• _Written exercise_
Show every line of the listing that contains the exact string "exactly", treating uppercase and lowercase letters as distinct.

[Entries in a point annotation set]

"""

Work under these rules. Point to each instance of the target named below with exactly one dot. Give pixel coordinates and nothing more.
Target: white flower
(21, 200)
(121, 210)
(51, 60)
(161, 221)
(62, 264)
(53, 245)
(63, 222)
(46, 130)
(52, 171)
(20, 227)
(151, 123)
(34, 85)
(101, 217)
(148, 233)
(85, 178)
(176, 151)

"""

• _Task result_
Work under these rules. Point to each instance of the target named below with exactly one dot. Give pixel coordinates and nothing more.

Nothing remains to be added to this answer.